Brief 1: Please write out, line for line, the part of the listing that opens with the line containing "Target: dense woodland" and closes with the line containing "Target: autumn foliage tree", including both of those lines.

Provided text:
Meet the Artist – Robin Haigh, composer

Who or what inspired you to take up composing, and pursue a career in music?

Both of my parents are musicians, and while neither of them work in the classical world, I was always aware that music was a very valuable and worthwhile thing to make and listen to. I was certainly (thankfully!) never pushed, as evidenced perhaps by my deep reluctance to practice the trombone, my first instrument. This reluctance meant that my achievements on the instrument peaked at about grade six, though I was a lot more engaged with the guitar in my late teens. I had a somewhat healthier relationship with this instrument, which also, through various bands, led me into writing music of my own. As time went on, I wrote more and more progressive stuff for my band, meaning that when I started writing for classical instruments aged nineteen it wasn’t too much of a leap, stylistically or technically. I think I came to realise that writing the music was a lot more enjoyable for me than playing it, or, crucially, the practice time required to play it! As a composer you get to practice by just composing, and that seemed like much more fun to me.

Who or what were the most significant influences on your musical life and career as a composer?

Brief 2:
Answer these from the interview:
(a) Which composer is named in the heading?
(b) What was the composer's first instrument?
(c) At what age did the composer start writing for classical instruments?

Data for this exercise:
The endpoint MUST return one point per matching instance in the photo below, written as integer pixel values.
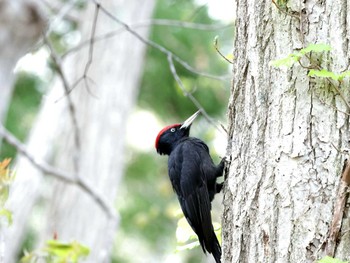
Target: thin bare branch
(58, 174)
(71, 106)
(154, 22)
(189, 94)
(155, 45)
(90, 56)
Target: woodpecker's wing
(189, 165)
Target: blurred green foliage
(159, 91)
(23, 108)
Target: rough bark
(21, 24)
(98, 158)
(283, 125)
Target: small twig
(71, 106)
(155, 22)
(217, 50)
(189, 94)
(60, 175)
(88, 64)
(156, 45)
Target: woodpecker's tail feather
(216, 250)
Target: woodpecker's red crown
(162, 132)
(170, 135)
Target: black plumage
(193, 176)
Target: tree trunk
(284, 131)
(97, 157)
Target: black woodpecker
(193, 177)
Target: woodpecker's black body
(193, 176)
---
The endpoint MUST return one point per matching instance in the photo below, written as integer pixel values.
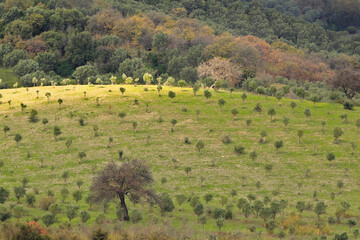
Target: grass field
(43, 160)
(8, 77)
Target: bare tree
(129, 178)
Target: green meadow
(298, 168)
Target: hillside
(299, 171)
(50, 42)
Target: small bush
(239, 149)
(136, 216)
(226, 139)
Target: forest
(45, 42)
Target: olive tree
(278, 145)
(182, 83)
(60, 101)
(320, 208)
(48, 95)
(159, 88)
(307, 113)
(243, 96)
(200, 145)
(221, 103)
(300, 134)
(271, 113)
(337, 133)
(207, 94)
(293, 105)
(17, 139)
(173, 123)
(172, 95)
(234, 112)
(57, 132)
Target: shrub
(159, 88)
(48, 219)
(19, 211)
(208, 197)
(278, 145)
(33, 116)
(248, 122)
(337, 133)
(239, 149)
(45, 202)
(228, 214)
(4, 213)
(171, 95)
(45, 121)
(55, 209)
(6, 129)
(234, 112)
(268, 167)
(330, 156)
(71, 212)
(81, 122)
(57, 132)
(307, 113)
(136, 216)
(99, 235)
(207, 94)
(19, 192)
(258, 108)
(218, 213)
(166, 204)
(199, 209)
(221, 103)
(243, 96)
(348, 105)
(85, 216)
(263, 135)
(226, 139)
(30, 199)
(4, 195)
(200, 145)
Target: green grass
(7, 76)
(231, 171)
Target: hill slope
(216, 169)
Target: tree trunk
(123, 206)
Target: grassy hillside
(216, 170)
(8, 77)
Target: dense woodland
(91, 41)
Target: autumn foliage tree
==
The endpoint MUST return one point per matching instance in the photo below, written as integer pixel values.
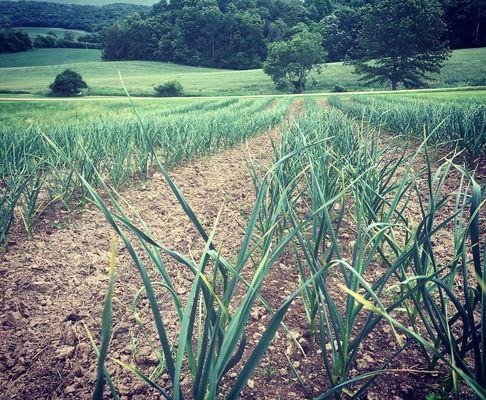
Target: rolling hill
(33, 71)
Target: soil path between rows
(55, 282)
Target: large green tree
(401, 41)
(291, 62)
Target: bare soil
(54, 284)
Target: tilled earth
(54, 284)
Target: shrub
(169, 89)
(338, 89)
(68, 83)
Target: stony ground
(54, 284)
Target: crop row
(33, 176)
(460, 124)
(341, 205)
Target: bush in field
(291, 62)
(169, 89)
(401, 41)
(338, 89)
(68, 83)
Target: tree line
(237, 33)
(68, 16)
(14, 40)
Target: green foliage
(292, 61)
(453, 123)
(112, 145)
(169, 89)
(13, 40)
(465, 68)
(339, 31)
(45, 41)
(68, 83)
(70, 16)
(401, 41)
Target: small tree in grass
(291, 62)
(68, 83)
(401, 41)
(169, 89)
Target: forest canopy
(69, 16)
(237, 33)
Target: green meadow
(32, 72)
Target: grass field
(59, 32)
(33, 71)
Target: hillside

Written answer 1:
Target: dense woodland
(91, 41)
Target: autumn foliage tree

Written answer 2:
(a) Robin Haigh
(b) The trombone
(c) Nineteen